• [Text section]
Nikolay Dmitrievich Arsenyev (Никола́й Дми́триевич Арсе́ньев; c. 1739 – 1796) was a major-general of the Russian Empire, who served during the reign of Catherine the Great (r. 1762–1796). He fought at the Russo-Turkish War of 1768-74, the Russo-Turkish War of 1787-92, the Polish–Russian War of 1792 as well as the Kościuszko Uprising.

==Career==
Nikolay Arsenyev was born around 1739, but according to Prof. Alexander Mikaberidze, the exact date of his birth is unclear. He started his military career in 1760, when he enlisted into the Preobrazhensky Regiment, one of the oldest guard/elite regiments of the Imperial Russian Army. Several years later, he would fight his first war, namely the Russo-Turkish War of 1768-74, and engaged at the battles of Kafa (1771) and Obashtu (1773). In 1780, he was promoted to colonel (polkovnik), seven years later, in 1778, to brigadier, and lastly on 16 February 1790 to major general. During the Russo-Turkish War of 1768-74, he participated in the siege of Izmail, and fought at Tulcea as well. For his deeds at the successful siege of Izmail, he was awarded the Order of Saint George (3rd class) on 5 April 1791. Soon after, he was moved to participate in the Polish–Russian War of 1792 and the relatively shortly ensuing Kościuszko Uprising, led by Tadeusz Kościuszko. In these two years in Poland (1792-1794), Arsenyev fought at several battles, namely those at Nesvizh, Slutsk, as well as Brest-Litovsk. For his deeds at this front, he received the Order of Saint Vladimir (2nd class). However, on 20 April 1794, he was captured by the Poles. He would remain in captivity until the Russians took the city later that same year.

• [Apply what you read]
- A) In the biography of Nikolay Arsenyev, which regiment did he enlist in when he began his military career in 1760?
- B) Continue the biography of Nikolay Arsenyev from its last sentence.

• [Point localization listing]
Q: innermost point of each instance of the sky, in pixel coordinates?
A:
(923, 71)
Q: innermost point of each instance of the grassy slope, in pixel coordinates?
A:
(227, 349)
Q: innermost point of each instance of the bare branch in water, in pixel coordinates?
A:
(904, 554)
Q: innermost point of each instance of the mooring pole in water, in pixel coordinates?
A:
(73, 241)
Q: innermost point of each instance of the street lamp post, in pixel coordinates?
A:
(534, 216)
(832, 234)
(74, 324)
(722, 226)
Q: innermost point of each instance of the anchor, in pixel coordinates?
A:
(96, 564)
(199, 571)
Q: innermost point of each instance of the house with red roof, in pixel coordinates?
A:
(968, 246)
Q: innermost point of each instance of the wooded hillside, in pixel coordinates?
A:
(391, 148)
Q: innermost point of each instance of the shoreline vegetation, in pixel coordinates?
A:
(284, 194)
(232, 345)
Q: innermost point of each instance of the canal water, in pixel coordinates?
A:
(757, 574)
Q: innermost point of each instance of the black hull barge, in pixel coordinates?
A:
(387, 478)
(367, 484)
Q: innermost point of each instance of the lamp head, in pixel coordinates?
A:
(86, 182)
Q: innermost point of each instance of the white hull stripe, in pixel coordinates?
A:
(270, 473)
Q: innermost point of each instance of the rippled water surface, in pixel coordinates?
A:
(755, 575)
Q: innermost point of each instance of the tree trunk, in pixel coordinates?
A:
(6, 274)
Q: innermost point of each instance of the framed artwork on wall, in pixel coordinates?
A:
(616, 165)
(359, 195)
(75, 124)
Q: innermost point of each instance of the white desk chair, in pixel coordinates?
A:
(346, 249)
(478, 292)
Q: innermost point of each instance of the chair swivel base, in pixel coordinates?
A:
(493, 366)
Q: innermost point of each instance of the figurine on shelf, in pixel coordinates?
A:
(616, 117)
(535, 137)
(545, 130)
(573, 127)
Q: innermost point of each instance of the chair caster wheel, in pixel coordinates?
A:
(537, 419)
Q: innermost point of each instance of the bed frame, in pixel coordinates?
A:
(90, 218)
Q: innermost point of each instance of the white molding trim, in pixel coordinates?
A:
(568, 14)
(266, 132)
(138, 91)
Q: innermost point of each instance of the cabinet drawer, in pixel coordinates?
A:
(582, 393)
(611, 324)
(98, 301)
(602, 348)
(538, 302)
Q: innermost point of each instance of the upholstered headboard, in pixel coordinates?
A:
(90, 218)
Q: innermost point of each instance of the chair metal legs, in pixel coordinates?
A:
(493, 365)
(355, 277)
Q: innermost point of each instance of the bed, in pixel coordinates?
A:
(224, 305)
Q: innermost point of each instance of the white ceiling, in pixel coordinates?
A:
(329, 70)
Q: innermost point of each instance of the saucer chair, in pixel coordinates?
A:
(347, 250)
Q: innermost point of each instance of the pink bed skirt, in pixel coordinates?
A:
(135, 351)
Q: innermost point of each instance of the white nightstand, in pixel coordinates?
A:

• [Results]
- A) The Preobrazhensky Regiment.

- B)
==Sources==
- Mikaberidze, Alexander (2005). "Russian Officer Corps of the Revolutionary and Napoleonic Wars"
- Montefiore, Simon Sebag (2015). "Catherine the Great and Potemkin: The Imperial Love Affair"
- Степанов, В. С. (1869). "В память столетнего юбилея императорского Военного ордена Святого великомученика и Победоносца Георгия (1769—1869)."